--- Supplied text ---
□ □ □ □

Who's Really Causing Harm in LTC?
Part Thirteen of a Series on the Survey Process
by Steven Levenson, MD, CMD
To date, this series has considered the principal causes of some of the ongoing inadequacies in long-term care. This month's column covers a number of other less obvious contributors who either exploit or exacerbate these problems. Their actions often influence laws and regulations that perpetuate, but don't fix, nursing home care problems.
Politics & Accountability: Driving Forces
It is said that the road to hell is paved with good intentions. If so, then, unfortunately, long-term care provides a lot of the paving material.
Nursing home care has attracted considerable attention from concerned individuals, organizations, and public and private agencies. Numerous commissions and task forces have published investigative reports. Influential advocacy groups have intensely lobbied Congress and state legislatures to "do something" about poor nursing home care.
But good intentions can lead to poor public policy. Knowing that there's a problem and wanting to fix it does not mean knowing how to identify the causes or the solutions. Much of the public debate about the nursing home "problem" has come under the sway of those who promote an erroneous "conventional wisdom."
Diverse external forces influence long-term care (see box, right). They range from the genuinely concerned and knowledgeable to those who simply exploit a bad situation for their own gain.
Legislative & Regulatory Forces
Public accountability with respect to the provision of nursing home care is essential, both because of LTC practitioners' duty to the frail elderly and because considerable public money is spent on long-term care. However, efforts at accountability--including many laws and regulations that are necessary and pertinent--have failed to significantly improve long-term care beyond a point.

□ □ □ □

--- Information supplied ---
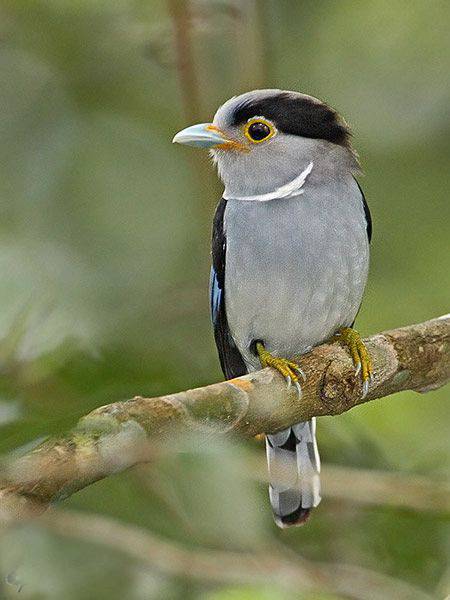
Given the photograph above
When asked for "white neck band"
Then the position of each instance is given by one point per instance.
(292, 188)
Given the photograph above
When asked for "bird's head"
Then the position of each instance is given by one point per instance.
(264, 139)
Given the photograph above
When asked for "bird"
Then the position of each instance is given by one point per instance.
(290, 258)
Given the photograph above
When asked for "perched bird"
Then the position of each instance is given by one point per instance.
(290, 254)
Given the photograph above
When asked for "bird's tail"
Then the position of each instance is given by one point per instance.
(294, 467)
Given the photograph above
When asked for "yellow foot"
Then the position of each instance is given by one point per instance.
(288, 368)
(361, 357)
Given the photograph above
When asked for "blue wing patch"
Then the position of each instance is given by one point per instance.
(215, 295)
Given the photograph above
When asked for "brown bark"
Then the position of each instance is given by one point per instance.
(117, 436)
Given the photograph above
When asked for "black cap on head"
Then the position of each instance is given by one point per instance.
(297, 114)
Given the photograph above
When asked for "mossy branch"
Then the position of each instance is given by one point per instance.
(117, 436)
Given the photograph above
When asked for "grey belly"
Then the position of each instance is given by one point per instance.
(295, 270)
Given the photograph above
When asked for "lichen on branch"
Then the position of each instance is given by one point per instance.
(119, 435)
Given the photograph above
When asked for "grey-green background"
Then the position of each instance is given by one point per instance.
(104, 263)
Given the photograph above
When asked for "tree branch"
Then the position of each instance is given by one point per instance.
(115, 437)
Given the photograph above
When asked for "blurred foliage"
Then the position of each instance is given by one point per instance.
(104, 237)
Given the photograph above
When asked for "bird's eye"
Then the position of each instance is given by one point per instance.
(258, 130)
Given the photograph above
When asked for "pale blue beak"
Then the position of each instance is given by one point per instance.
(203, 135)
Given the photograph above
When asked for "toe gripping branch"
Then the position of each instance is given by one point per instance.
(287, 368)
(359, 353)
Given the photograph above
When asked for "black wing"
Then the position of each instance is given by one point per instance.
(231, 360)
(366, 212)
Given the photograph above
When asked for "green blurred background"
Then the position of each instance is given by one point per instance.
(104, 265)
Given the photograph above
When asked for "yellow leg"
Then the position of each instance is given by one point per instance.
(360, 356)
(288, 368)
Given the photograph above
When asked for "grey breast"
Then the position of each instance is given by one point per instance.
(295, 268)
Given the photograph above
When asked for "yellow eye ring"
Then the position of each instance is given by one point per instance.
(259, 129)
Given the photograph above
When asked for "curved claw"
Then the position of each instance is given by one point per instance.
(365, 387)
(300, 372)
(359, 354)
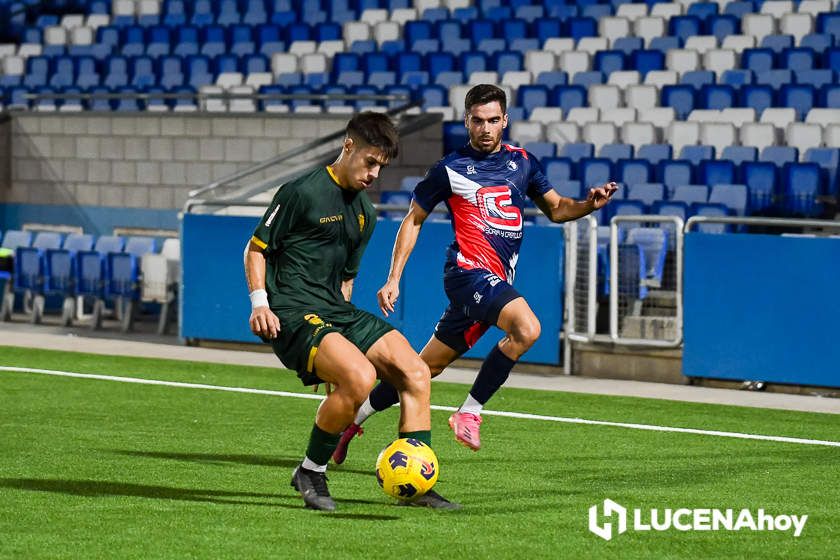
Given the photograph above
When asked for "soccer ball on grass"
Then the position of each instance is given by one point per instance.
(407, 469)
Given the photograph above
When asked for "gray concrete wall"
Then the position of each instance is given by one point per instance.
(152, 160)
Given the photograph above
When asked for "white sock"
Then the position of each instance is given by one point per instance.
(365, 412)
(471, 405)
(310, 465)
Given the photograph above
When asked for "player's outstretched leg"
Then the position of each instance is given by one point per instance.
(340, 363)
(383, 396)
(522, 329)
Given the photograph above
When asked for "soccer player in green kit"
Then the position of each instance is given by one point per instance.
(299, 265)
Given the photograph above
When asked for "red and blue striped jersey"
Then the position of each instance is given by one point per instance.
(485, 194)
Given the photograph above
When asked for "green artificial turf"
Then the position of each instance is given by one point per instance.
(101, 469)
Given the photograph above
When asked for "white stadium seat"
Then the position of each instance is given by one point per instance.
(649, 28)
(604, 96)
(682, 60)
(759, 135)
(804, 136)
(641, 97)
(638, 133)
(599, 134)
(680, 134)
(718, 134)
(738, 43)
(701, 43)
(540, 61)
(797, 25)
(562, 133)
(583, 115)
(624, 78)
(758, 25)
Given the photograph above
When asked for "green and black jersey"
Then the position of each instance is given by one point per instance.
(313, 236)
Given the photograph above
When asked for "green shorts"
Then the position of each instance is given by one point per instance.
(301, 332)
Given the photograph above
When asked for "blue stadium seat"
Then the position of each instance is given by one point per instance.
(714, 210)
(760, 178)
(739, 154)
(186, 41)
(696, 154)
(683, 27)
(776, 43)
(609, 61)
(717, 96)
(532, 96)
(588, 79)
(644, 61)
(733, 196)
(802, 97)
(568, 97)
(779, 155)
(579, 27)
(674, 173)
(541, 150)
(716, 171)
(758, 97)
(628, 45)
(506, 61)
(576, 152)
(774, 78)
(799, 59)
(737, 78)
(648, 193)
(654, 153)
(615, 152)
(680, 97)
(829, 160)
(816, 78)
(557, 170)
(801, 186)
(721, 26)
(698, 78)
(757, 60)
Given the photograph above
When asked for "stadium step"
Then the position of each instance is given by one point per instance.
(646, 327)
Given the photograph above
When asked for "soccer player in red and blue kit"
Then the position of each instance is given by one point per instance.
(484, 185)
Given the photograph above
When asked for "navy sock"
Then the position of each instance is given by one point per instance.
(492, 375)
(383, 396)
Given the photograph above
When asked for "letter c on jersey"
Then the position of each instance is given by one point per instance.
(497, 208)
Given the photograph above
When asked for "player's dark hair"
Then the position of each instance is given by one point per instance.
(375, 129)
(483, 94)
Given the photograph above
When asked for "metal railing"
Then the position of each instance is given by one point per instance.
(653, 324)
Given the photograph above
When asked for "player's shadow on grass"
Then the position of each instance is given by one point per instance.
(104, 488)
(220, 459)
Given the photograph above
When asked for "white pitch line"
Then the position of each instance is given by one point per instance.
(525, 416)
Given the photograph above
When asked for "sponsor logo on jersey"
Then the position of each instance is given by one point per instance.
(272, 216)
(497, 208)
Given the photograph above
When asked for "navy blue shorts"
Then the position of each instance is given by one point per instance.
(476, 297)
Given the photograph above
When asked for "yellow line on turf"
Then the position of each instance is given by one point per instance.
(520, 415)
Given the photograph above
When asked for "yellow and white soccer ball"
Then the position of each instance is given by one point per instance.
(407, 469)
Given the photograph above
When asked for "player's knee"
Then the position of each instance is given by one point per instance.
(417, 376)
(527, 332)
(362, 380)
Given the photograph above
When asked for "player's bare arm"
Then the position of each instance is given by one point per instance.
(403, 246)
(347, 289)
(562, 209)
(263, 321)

□ □ □ □

--- Work instructions ---
**A.** Answer these questions about the long-term care column:
(i) Which part of the series is this column?
(ii) What have influential advocacy groups lobbied Congress and state legislatures to do?
(iii) What two reasons are given for why public accountability in nursing home care is essential?
**B.** Copy the long-term care column between "Politics & Accountability: Driving" and "the paving material.", inclusive.
**C.** Proceed with the long-term care column from its last sentence onward.
None of the lines are needed here.

--- Answers to each task ---
**A.**
(i) Part Thirteen.
(ii) To "do something" about poor nursing home care.
(iii) LTC practitioners' duty to the frail elderly, and the considerable public money spent on long-term care.

**B.**
Politics & Accountability: Driving Forces
It is said that the road to hell is paved with good intentions. If so, then, unfortunately, long-term care provides a lot of the paving material.

**C.**
In the 1980s, Congress responded to well-founded concerns about nursing home care with the landmark OBRA '87 legislation. But they only did a partial job. Although the law was well-intended, it contained serious misconceptions and defects that have heavily influenced the ensuing regulations (see Caring Survey series articles August 2001 through May 2002). When the anticipated improvement didn't follow, Congress demanded additional adjustments of the existing regulations. Not surprisingly, those haven't helped appreciably, either.
Even members of Congress have noted how federal legislation often complicates issues by replacing one overblown reaction with its opposite. "We just keep shooting ourselves in the foot...what's amazing is how quickly we reload ("Feuding Politicians often Bring Haste and Waste to Legislation"; Baltimore Sun, May 14, 2000).
An example is the obsession of some state and federal legislators with psychoactive medications and "chemical restraints." Indeed, adverse drug reactions--including those that affect the central nervous system--are still a huge problem. But the issue of problematic behavior and its treatment continues to be misunderstood both inside and outside of nursing homes.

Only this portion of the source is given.